Estratto del documento |

Mi sembra che questi due elementi possano giocare combinandosi e catalizzandosi fra loro, dischiudendo scenari alquanto inediti per il nostro regionalismo, ad oggi informato nel senso di una marcata omogeneizzazione. Infatti, la Regione potrà intestarsi quote tanto più rilevanti di funzioni, quanto maggiore sarà la sua "massa critica" demografica ed economica. Proprio per condensare questa massa critica, a mio avviso la fusione e l'aggregazione fra Regioni previste dall'art. 132, nel testo qui all'esame, potrebbero costituire gli strumenti d'elezione, poiché, ampliando il mercato interno di riferimento e il gettito dei contribuenti, assicurerebbero la sostenibilità delle nuove funzioni, oltre a garantire un più significativo peso politico, sul piano nazionale, all'ente regionale.
In altre parole, aperta la possibilità di accedere al regionalismo differenziato, ciascuna Regione verosimilmente potrà aspirare a forme di autonomia sempre più marcate; e ciò sarà più facile, ove, grazie all'istituto dell'art. 132 novellato, divengano più facili le fusioni e aggregazioni fra Regioni. La crescita dimensionale delle Regioni è infatti una sorta di evoluzione naturale, o meglio un presupposto, per l'ipotesi in cui gli enti territoriali vogliano dotarsi di maggiori funzioni, maggiori risorse, maggiore forza lavoro, più ampi mercati, maggiore competitività in Europa.
Per tal via, combinando il riformato art. 132 con l'attuazione dell'art. 116, comma 3, potrebbe finalmente trovare attuazione quel vecchio progetto, mai concretizzato, delle macro-regioni: idea, questa, che muoveva esattamente dall'esigenza di ridurre il numero delle Regioni, accorpandole, per aumentarne il peso politico, economico e demografico, così da creare enti territoriali adeguati al livello delle funzioni loro intestate.

Dati forniti |
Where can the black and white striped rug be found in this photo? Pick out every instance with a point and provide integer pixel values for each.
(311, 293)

--

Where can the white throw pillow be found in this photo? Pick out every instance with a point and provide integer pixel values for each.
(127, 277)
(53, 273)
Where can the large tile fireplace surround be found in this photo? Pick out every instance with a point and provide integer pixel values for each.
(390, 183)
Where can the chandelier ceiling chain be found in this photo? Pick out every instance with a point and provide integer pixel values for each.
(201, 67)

==

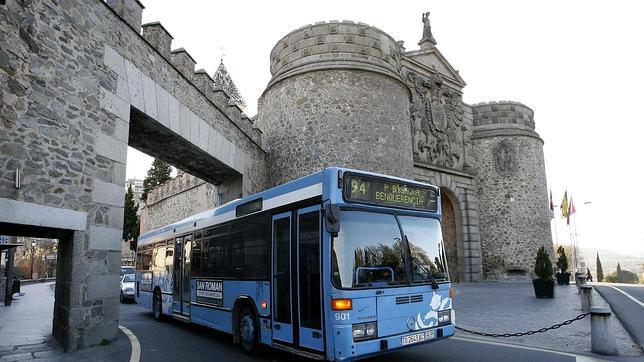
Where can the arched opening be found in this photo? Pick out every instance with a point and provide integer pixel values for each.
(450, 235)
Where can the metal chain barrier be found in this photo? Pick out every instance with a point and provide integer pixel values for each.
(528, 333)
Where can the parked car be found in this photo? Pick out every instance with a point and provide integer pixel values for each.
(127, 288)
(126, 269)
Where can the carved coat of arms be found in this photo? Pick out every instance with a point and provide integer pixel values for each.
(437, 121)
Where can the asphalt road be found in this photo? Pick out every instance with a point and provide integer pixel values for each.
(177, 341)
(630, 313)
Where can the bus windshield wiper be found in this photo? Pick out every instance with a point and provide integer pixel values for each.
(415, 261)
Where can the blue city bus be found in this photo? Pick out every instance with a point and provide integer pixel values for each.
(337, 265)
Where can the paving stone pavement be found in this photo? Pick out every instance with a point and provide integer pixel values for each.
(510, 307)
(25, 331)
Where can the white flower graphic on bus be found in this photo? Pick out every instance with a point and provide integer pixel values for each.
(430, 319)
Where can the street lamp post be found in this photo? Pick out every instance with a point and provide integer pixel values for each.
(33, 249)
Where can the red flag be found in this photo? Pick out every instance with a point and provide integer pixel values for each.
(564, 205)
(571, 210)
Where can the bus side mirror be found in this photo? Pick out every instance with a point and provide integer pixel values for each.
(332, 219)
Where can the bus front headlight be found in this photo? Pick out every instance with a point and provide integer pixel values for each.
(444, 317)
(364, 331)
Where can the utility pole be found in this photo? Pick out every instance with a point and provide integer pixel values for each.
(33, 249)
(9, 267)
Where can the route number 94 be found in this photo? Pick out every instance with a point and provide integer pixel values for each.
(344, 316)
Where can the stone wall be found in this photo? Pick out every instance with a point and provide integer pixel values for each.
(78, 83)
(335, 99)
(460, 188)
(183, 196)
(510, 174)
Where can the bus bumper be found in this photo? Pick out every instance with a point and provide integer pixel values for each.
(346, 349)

Consegna e requisiti |
Rispondi alle seguenti domande sull'estratto del documento.
(a) Quali strumenti previsti dall'art. 132 potrebbero servire a condensare la "massa critica" delle Regioni?
(b) Che cosa rappresenta la crescita dimensionale delle Regioni?
(c) Quale vecchio progetto, mai concretizzato, potrebbe trovare attuazione combinando il riformato art. 132 con l'attuazione dell'art. 116, comma 3?

Risposta |
(a) La fusione e l'aggregazione fra Regioni.
(b) Una sorta di evoluzione naturale, o meglio un presupposto, per l'ipotesi in cui gli enti territoriali vogliano dotarsi di maggiori funzioni, risorse, forza lavoro, mercati più ampi e maggiore competitività in Europa.
(c) Il progetto delle macro-regioni.